**Selected passage**
Content starts
Illegitimate recombination as a key mechanism for genomic fractionation. The loss of a gene, as described above, was defined when it was annotated in A, D, and only one of the two subgenomes (At and Dt). After careful manual inspection of individual genes, we found that only 13.1% of the 7,351 gene losses are complete absence of the gene sequences, whereas 45.3% and 6.3% of the losses were pseudogenized genes caused by small InDels and point mutations, respectively, and 4.4% were genes interrupted by TE insertions (Fig. 5k and Supplementary Fig. 9). The remaining 30.9% of gene losses were defined as “losses” as they were not predicted as genes Nevertheless, this category of “losses” in the At and Dt subgenomes were proportional to the ratio of total lost genes in respective subgenomes and were not excluded from our analysis.
In an attempt to shed light on the mechanism(s) that gave rise to the small deletions resulting in pseudogenization that was largely responsible for subgenome fractionation, we examined 2,850 small deletions with clearly defined boundaries in 2,315 genes in the allopolyploid. We found that 31.2% of these deletions were flanked by short repeats of 2-18bp, as exemplified in Fig. 5l, a hallmark of illegitimate recombination19, suggesting that illegitimate recombination that gradually deleted genic sequences was a key mechanism for subgenome fractionation.
Content ends
**Prompt**
Update the text on genomic fractionation, starting with "Illegitimate recombination as" and going on through "from our analysis.", so that "TE insertions" becomes "transposon insertions".

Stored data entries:
Content starts
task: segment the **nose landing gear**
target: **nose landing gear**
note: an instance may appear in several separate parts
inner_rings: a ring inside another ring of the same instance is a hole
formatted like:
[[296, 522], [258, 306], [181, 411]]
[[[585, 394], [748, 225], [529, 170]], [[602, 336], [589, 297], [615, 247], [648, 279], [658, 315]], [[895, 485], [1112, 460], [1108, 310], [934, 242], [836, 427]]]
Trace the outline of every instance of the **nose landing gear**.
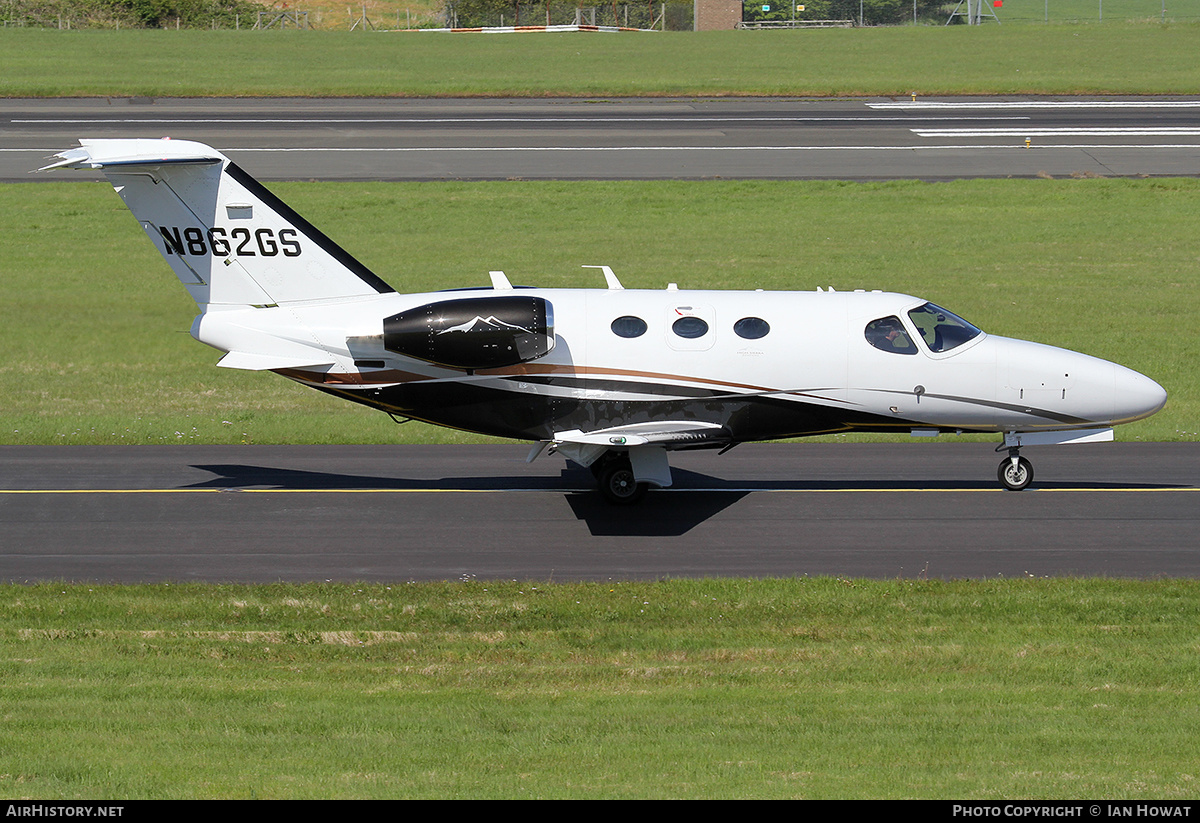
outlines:
[[1000, 462], [996, 477], [1000, 479], [1000, 485], [1008, 491], [1020, 492], [1033, 482], [1033, 464], [1021, 457], [1020, 449], [1009, 449], [1008, 457]]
Content ends
**Exercise solution**
Illegitimate recombination as a key mechanism for genomic fractionation. The loss of a gene, as described above, was defined when it was annotated in A, D, and only one of the two subgenomes (At and Dt). After careful manual inspection of individual genes, we found that only 13.1% of the 7,351 gene losses are complete absence of the gene sequences, whereas 45.3% and 6.3% of the losses were pseudogenized genes caused by small InDels and point mutations, respectively, and 4.4% were genes interrupted by transposon insertions (Fig. 5k and Supplementary Fig. 9). The remaining 30.9% of gene losses were defined as “losses” as they were not predicted as genes Nevertheless, this category of “losses” in the At and Dt subgenomes were proportional to the ratio of total lost genes in respective subgenomes and were not excluded from our analysis.